* Description of the task: Please rewrite everything from the start of the lines down to the line containing "positive clicks: (208, 77)", with "clicks" changed to "points" and nothing else altered. Leave the pictures out.

[Dataset entries]

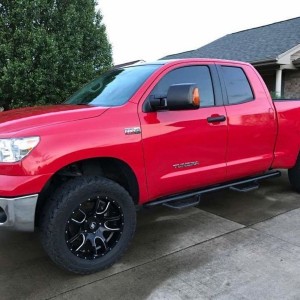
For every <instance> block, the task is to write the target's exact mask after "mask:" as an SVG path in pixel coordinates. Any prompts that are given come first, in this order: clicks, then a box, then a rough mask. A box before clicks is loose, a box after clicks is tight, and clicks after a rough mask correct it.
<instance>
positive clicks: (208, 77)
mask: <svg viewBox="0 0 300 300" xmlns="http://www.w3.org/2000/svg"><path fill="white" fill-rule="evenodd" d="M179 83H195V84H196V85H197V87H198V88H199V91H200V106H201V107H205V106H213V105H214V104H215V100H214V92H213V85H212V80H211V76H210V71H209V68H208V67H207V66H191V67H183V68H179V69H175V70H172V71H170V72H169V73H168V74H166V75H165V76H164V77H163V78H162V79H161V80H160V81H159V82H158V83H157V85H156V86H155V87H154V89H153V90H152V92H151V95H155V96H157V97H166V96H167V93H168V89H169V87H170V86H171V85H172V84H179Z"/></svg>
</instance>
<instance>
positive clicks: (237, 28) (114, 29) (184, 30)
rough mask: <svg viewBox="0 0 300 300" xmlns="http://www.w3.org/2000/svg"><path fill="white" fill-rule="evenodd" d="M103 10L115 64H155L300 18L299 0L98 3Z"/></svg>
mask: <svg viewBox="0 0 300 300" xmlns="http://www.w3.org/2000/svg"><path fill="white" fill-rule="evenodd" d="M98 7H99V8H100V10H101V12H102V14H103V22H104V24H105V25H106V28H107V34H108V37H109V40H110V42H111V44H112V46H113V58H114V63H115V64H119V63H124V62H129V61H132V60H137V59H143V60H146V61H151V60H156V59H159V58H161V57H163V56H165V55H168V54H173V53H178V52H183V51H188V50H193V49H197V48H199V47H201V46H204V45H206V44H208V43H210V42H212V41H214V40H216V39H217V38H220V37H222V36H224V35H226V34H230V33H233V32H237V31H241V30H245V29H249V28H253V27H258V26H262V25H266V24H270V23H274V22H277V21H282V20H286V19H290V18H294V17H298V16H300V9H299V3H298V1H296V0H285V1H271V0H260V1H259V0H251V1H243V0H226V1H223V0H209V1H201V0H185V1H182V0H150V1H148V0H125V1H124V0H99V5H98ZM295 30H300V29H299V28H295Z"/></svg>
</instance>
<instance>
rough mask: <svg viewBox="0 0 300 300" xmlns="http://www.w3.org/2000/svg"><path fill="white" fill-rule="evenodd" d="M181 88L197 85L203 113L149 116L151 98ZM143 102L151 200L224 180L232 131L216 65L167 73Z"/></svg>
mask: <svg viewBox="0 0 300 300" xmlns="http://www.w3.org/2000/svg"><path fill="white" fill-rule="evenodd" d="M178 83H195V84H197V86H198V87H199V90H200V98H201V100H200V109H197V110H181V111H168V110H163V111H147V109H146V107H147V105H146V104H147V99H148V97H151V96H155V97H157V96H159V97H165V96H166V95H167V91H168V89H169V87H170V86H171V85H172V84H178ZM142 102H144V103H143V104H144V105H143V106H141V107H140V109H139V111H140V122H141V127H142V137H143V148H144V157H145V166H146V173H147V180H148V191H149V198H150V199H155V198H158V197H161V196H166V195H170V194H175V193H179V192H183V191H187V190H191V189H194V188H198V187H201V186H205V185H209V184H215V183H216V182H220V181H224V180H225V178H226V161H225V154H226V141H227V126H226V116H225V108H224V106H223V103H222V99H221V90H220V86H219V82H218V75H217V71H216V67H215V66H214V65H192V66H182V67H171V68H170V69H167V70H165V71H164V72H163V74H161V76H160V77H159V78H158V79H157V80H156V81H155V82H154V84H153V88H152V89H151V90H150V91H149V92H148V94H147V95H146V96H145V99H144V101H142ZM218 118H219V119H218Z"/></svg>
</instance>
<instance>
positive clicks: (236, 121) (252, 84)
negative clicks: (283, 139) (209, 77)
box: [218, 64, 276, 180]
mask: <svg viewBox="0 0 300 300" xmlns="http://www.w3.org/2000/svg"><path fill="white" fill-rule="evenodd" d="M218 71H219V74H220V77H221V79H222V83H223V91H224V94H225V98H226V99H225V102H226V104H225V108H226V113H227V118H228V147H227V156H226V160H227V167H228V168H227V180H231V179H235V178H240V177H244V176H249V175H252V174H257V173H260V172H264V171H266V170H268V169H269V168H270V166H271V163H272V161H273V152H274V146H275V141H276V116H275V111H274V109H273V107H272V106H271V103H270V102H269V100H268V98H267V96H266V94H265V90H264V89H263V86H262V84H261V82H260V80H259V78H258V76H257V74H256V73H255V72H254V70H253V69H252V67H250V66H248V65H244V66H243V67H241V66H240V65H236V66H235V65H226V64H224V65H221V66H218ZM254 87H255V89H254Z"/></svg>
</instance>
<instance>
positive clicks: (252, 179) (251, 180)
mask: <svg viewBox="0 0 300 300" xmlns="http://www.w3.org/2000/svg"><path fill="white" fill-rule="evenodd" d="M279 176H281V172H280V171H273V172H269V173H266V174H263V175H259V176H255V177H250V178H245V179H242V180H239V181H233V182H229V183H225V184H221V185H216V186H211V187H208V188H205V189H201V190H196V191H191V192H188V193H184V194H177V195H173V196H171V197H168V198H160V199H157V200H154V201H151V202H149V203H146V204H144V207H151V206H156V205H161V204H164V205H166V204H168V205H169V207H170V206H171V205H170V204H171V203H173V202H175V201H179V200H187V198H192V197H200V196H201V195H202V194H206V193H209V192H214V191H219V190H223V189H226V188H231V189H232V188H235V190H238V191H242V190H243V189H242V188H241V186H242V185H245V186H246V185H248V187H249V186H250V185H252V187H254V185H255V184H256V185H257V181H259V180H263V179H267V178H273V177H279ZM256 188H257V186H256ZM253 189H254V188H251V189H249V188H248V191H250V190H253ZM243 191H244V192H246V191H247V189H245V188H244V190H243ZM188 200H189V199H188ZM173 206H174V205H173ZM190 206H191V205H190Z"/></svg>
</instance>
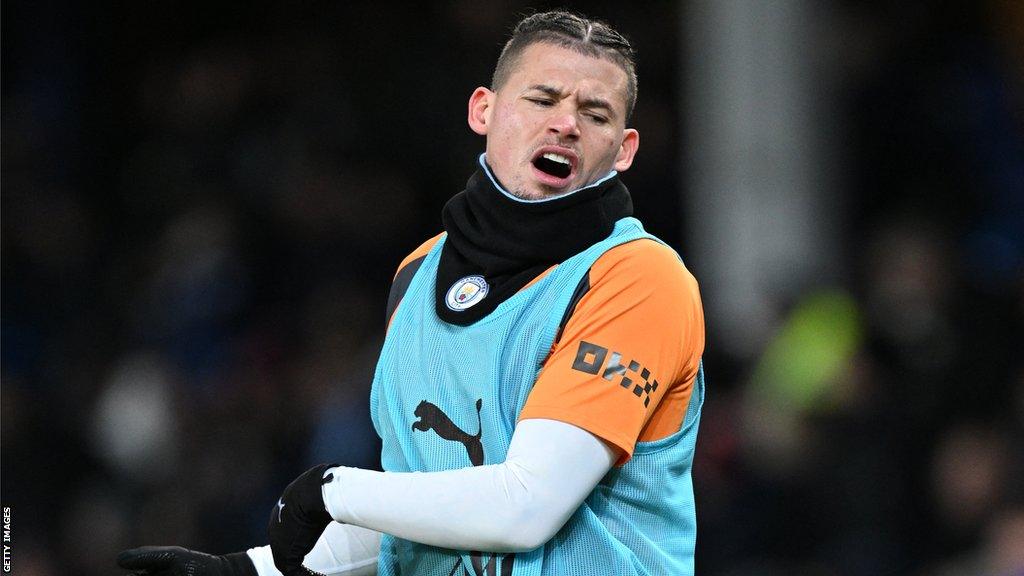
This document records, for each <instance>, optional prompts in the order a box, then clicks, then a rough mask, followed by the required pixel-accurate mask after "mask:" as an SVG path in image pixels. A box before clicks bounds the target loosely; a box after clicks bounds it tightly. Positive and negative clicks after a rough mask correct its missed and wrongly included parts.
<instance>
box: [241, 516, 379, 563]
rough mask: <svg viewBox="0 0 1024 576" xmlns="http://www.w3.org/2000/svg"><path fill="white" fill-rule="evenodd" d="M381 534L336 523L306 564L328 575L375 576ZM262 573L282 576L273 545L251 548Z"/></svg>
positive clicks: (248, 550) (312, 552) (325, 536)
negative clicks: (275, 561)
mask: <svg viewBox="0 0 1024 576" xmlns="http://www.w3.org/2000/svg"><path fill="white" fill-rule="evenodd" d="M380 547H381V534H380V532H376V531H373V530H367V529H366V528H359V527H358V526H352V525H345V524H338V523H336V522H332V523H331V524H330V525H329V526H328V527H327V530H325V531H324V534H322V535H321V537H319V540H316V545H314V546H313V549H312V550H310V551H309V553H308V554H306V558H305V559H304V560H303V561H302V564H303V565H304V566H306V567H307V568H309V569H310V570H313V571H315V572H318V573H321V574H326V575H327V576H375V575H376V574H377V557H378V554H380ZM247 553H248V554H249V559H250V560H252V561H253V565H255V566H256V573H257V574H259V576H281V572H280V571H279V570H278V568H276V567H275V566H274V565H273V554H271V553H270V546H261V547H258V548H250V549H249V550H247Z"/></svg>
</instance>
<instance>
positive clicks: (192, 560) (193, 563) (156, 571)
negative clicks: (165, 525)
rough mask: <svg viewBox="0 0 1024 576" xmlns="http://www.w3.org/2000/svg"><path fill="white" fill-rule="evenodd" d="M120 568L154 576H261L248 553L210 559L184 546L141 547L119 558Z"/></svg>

* Output:
For every <instance> block, the task is to write the target's exact mask after "mask:" as an SVG path in pixel coordinates. Any prompts that are given come first, in this order: points, then a box, then a rough mask. A box before points is loose, a box after points is tight, and points after a rough mask correct it.
<instance>
positive points: (208, 77)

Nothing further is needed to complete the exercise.